Supplied text START

Find all possible triangles with XOR of sides zero
Last Updated :
20 Feb, 2023
Given an integer N, we need to find three integers(X, Y, Z) which can form a triangle with the following conditions:
- Lengths of sides are integers not exceeding N.
- XOR of three sides is 0, i.e., X ^ Y ^ Z = 0
- Area of triangle is greater than 0.
Find all the possible triples which satisfy the above conditions.
Examples:
Input: 6
Output: 6 5 3
Input: 10
Output: 10 9 3
6 5 3
Naive Approach: Select the first side by iterating from N to 1 and then select the second side by iterating from the first side to 1 and then select third side by iterating from second side to 1. Now check if the three sides can make a triangle(sum of the two smaller sides must be greater than the longest side) and the xor-sum of lengths is equal to 0.
Time Complexity = O(n^3).
Efficient Approach: In this method we select the first two sides as we did in the first approach, the third side will be equal to the xor of the first two sides(this will make the xor-sum of lengths is equal to 0)and this side must be smaller than the first two sides. Now check if these sides can make a triangle.
Time Complexity = O(n^2)
C++
#include <bits/stdc++.h>
using namespace std;
void find_all_possible_sides(int n) {
for (int x = n; x > 0; x--) {
for (int y = x - 1; y >= 0; y--) {
int z = x ^ y;
if (z < x && z < y) {
int max_side = max(x, max(y, z));
if (x + y + z - max_side > max_side) {
cout << x << " " << y << " "
<< z << endl;
}
}
}
}
}
int main() {
int n = 10;
find_all_possible_sides(n);
return 0;
}
|
Java
import java.lang.*;
class GFG {
static void find_all_possible_sides(int n) {
for (int x = n; x > 0; x--) {
for (int y = x - 1; y >= 0; y--) {
int z = x ^ y;
if (z < x && z < y) {
int max_side = Math.max(x, Math.max(y, z));
if (x + y + z - max_side > max_side) {
System.out.println(x + " " + y + " " + z);
}
}
}
}
}
public static void main(String[] args) {
int n = 10;
find_all_possible_sides(n);
}
}
|
Python3
def find_all_possible_sides(n):
for x in range(n,0,-1):
for y in range(x - 1,-1,-1):
z = x ^ y
if (z < x and z < y):
max_side =max(x,max(y, z))

Supplied text END
Information supplied START

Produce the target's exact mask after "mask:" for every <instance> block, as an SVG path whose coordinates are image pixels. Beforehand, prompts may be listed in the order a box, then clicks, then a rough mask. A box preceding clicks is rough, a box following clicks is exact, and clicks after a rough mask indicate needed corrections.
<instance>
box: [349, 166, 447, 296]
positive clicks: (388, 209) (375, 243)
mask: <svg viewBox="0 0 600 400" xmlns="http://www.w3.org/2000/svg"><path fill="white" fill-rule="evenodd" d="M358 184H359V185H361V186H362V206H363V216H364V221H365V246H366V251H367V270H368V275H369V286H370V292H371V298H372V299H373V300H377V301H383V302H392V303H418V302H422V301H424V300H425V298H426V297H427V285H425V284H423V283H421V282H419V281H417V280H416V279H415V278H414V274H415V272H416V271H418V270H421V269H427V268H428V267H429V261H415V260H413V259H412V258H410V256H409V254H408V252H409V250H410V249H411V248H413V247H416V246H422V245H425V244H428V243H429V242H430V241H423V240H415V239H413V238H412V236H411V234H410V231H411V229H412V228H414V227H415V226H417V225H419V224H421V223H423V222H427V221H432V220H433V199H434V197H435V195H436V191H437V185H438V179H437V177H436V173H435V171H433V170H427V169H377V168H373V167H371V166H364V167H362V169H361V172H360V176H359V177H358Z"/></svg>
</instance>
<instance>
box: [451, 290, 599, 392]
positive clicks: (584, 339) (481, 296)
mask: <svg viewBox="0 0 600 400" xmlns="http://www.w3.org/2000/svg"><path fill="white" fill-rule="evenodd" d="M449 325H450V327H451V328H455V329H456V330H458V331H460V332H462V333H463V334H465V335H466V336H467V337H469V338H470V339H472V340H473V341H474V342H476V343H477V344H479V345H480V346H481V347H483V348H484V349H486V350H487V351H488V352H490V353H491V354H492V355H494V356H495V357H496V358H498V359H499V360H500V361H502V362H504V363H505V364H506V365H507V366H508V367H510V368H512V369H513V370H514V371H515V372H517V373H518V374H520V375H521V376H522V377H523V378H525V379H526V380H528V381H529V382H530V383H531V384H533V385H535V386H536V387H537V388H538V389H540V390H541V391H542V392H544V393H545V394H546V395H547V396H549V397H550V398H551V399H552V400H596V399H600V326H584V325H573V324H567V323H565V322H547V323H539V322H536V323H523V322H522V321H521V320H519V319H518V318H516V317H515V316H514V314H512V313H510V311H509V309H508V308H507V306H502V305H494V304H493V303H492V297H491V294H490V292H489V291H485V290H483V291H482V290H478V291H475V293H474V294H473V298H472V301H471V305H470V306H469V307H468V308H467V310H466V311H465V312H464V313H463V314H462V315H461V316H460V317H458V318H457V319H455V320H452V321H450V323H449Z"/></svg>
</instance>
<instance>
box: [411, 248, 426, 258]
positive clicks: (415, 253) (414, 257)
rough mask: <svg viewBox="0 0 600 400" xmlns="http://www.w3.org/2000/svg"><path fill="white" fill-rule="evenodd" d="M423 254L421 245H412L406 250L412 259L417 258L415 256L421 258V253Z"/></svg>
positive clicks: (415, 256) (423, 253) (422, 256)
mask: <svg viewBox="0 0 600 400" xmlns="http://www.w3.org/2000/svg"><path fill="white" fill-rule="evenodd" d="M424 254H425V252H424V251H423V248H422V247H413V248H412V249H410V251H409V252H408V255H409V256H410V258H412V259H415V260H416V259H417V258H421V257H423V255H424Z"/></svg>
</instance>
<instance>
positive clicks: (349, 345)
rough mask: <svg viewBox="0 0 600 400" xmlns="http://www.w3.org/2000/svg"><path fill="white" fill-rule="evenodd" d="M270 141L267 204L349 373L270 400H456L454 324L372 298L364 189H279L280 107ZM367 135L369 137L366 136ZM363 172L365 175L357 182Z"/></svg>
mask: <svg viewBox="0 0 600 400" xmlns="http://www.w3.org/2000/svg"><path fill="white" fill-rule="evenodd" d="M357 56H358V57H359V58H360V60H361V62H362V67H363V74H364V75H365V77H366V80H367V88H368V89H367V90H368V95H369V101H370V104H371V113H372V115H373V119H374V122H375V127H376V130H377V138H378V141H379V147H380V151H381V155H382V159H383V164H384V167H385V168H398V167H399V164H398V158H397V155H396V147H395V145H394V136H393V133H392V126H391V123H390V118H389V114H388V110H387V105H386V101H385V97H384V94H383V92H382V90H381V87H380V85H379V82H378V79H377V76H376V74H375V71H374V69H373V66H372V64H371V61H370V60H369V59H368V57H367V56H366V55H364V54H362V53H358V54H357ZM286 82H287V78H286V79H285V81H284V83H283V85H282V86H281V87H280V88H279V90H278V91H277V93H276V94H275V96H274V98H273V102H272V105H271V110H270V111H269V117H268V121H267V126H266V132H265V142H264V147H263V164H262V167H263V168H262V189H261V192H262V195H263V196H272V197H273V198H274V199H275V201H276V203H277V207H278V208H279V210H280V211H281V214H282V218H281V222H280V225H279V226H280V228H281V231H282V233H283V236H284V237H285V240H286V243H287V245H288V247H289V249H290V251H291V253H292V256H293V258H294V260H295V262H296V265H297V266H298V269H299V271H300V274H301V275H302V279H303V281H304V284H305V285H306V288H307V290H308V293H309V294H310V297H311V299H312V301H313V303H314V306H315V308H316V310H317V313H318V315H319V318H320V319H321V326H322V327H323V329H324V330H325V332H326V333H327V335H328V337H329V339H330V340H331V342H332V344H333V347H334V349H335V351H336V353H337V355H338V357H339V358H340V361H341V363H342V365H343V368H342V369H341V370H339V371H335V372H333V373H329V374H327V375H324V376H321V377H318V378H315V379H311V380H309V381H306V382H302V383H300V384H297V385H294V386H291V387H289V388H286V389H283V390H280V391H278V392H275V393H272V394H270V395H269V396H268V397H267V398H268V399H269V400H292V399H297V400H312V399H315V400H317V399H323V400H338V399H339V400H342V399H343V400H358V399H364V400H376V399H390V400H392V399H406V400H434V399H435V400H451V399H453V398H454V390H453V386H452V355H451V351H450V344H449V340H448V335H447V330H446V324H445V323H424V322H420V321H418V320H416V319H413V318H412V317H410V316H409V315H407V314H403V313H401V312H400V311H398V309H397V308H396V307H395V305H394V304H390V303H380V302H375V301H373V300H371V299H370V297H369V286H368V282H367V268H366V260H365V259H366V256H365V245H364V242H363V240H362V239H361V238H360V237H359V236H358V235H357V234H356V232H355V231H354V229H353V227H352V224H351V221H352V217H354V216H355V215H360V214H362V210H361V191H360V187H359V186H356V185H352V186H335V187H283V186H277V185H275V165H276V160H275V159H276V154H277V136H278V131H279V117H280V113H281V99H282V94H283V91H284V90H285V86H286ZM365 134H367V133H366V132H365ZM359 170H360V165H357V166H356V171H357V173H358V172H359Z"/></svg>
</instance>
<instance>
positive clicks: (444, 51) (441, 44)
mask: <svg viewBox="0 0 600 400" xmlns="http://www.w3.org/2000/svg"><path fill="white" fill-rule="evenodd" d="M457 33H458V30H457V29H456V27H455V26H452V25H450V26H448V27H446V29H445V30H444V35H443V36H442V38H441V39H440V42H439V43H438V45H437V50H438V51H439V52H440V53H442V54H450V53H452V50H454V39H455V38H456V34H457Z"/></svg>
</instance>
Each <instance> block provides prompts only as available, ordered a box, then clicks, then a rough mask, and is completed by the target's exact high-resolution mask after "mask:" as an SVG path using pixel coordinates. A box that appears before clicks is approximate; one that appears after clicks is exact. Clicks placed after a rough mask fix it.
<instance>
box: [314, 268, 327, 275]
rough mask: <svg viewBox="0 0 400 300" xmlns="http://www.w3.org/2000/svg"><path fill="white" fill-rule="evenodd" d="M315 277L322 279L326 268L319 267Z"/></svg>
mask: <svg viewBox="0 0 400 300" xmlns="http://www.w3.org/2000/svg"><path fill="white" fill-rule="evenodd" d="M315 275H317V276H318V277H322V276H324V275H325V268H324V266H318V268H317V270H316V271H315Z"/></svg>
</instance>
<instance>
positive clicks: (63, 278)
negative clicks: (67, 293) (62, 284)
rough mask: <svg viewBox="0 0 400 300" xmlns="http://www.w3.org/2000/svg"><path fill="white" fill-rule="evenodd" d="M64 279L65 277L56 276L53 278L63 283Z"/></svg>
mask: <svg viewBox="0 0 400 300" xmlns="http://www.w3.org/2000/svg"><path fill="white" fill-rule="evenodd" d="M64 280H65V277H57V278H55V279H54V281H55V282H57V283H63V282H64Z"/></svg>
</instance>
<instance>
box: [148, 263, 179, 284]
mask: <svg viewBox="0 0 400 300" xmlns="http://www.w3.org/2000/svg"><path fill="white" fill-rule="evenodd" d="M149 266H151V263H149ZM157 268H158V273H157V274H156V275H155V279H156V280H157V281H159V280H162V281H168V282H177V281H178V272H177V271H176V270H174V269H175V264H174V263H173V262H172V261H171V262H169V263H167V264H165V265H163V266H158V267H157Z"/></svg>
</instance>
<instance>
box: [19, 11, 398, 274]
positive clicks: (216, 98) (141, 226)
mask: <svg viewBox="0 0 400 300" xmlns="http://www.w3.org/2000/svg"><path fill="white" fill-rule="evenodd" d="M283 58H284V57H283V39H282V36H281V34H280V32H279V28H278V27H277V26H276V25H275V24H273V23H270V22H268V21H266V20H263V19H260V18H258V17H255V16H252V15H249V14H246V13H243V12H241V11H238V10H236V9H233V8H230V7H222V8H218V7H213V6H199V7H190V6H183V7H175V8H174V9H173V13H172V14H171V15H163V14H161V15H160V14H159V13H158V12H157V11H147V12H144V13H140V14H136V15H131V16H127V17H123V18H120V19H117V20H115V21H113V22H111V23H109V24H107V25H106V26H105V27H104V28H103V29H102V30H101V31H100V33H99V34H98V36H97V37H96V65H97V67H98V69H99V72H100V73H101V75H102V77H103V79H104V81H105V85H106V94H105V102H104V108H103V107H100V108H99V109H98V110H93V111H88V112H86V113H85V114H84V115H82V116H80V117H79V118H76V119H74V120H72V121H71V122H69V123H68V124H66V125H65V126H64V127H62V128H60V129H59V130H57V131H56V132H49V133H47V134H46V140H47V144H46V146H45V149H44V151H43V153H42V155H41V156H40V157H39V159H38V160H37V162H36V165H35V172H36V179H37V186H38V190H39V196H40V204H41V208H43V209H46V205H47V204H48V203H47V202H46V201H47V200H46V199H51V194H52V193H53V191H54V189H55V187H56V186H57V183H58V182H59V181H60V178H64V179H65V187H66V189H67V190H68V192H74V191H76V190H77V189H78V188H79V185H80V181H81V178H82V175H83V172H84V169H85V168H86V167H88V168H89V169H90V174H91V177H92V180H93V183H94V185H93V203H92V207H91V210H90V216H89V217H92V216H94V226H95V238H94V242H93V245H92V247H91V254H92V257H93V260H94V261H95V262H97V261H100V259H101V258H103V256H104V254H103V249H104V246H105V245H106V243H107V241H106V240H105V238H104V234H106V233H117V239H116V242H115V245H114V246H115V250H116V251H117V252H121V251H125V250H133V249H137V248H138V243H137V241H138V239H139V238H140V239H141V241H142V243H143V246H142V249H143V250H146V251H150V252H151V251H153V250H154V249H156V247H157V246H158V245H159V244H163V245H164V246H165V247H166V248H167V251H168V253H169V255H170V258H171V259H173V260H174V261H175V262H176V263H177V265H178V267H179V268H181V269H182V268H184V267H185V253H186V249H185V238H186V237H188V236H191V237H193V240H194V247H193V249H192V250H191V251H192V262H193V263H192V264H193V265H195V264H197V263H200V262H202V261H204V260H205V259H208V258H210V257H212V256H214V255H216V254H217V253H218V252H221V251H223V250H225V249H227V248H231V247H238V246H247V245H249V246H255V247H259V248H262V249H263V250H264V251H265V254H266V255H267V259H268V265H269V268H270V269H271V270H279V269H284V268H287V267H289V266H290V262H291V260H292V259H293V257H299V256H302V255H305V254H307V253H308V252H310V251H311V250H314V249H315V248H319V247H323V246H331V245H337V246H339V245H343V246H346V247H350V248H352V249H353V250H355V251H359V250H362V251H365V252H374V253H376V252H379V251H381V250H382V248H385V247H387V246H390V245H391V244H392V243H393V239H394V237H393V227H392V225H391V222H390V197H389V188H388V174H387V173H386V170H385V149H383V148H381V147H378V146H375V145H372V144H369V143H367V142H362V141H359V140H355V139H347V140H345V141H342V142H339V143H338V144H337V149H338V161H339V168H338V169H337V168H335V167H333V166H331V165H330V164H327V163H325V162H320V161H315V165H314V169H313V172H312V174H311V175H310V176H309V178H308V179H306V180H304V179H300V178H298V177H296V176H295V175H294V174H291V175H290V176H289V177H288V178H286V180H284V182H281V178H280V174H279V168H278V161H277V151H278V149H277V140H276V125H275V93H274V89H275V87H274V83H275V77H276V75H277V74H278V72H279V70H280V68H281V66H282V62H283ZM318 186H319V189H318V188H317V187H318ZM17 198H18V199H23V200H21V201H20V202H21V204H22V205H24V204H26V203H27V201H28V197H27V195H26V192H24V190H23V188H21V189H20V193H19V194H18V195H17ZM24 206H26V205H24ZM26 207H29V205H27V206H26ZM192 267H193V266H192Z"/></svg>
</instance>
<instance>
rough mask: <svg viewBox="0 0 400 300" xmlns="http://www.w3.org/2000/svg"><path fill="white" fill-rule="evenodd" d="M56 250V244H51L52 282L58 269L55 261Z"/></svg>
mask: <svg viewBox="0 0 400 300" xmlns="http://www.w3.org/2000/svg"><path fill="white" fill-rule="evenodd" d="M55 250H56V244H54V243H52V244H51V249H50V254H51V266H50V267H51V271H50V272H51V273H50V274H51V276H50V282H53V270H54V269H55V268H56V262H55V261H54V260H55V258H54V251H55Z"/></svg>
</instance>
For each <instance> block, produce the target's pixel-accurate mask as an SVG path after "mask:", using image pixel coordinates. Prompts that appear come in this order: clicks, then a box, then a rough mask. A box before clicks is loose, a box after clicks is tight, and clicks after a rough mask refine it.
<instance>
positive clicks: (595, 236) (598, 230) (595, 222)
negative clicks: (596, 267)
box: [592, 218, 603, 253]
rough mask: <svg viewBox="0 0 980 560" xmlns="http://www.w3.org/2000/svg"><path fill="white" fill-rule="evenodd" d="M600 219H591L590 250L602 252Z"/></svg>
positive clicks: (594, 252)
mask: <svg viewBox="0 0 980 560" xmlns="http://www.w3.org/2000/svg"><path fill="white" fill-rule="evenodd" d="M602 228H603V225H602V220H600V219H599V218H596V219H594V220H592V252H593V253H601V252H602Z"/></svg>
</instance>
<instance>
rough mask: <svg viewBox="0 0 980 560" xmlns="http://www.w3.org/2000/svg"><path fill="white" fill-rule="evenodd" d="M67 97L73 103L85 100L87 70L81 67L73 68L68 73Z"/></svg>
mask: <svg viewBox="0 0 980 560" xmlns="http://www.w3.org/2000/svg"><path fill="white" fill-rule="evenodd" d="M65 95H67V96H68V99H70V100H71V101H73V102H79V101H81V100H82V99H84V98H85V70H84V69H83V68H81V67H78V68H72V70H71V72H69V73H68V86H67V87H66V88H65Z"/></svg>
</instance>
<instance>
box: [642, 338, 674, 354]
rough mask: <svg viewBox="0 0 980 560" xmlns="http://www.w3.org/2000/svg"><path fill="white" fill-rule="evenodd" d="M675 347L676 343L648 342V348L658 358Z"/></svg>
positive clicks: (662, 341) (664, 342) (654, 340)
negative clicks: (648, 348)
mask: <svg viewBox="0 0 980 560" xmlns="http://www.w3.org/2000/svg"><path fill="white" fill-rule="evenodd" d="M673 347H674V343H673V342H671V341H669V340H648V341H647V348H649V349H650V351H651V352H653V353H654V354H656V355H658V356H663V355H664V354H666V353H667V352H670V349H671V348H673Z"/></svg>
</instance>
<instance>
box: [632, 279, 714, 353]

Information supplied END

- What to do
List every condition that the page on XOR-zero triangles sets for the three sides X, Y, Z. The rows have no connection to the page on XOR-zero triangles.

- Answer section
- Lengths of sides are integers not exceeding N.
- XOR of three sides is 0, i.e., X ^ Y ^ Z = 0.
- Area of triangle is greater than 0.